## Given exercise
Format the listing below, from its first line through the line containing "143], [211, 102]]", as a Markdown table with the columns No. and Line. Number each row and leave out blank lines.

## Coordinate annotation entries
++++++++++

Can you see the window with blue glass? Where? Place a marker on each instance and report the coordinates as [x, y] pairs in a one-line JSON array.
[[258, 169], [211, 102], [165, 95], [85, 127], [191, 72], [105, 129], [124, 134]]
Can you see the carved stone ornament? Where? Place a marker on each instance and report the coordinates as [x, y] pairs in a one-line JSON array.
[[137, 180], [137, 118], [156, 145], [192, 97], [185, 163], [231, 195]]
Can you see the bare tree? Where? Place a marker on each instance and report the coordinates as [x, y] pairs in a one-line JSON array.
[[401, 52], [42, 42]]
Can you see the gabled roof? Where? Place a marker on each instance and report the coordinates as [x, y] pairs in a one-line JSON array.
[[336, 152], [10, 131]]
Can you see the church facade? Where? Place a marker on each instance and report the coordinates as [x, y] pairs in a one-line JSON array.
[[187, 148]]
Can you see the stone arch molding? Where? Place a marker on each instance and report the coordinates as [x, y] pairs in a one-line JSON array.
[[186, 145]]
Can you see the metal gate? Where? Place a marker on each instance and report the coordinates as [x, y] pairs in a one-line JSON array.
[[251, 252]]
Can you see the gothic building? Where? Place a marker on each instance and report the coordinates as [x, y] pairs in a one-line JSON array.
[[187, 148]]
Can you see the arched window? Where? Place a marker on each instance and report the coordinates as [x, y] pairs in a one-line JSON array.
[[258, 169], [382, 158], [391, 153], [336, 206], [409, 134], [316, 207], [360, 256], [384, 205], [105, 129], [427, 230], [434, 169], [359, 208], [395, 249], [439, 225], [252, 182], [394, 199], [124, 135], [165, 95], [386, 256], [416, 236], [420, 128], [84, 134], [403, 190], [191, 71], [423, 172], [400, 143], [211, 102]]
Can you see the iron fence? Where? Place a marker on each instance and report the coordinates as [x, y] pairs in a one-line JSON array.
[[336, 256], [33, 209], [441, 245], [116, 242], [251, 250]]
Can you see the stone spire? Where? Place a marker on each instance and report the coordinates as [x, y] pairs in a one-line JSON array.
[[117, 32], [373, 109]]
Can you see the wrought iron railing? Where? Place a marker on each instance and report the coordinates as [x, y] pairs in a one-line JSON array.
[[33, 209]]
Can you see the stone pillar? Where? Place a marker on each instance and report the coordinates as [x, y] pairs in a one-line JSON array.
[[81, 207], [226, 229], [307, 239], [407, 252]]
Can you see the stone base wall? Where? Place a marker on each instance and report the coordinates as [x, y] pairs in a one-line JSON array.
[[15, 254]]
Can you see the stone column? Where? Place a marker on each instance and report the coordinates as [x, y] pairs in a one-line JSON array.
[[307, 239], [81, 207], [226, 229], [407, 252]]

++++++++++

## Correct response
| No. | Line |
|---|---|
| 1 | Can you see the window with blue glass? Where? Place a marker on each instance and report the coordinates as [x, y] pairs in a one-line JSON array. |
| 2 | [[258, 169], [211, 102], [165, 95], [85, 127], [191, 72], [105, 129], [124, 134]] |
| 3 | Can you see the carved stone ornament? Where? Place a marker on each instance and report the coordinates as [x, y] pairs in a one-line JSON array. |
| 4 | [[137, 180], [137, 118], [156, 145], [192, 97], [185, 163], [231, 195]] |
| 5 | Can you see the bare tree? Where? Place a marker on each instance and report the coordinates as [x, y] pairs in a one-line JSON array. |
| 6 | [[401, 52], [42, 42]] |
| 7 | Can you see the gabled roof? Where? Place a marker on each instance and report the coordinates as [x, y] pairs in a one-line JSON array. |
| 8 | [[336, 152], [10, 131]] |
| 9 | Can you see the church facade? Where? Place a marker on each instance and report the coordinates as [x, y] pairs in a one-line JSON array. |
| 10 | [[187, 148]] |
| 11 | Can you see the stone arch molding? Where? Place a marker on each instance and report the coordinates as [x, y] pairs in a one-line JSON array. |
| 12 | [[186, 145]] |
| 13 | Can you see the metal gate? Where? Place a marker on each instance and report the coordinates as [x, y] pairs in a one-line JSON array. |
| 14 | [[251, 252]] |
| 15 | Can you see the gothic building? Where? Place a marker on each instance and report the coordinates as [x, y] pairs in a one-line JSON array. |
| 16 | [[187, 148]] |
| 17 | Can you see the arched window? Where? Place a marker on each instance and report the coordinates as [x, y] pairs in a one-line JSON array. |
| 18 | [[258, 169], [382, 158], [391, 153], [336, 206], [409, 134], [316, 207], [360, 256], [384, 205], [105, 129], [427, 230], [434, 169], [359, 208], [395, 249], [439, 225], [252, 182], [394, 199], [124, 135], [165, 95], [386, 256], [416, 236], [420, 128], [84, 134], [403, 190], [191, 71], [423, 172], [400, 143], [211, 102]] |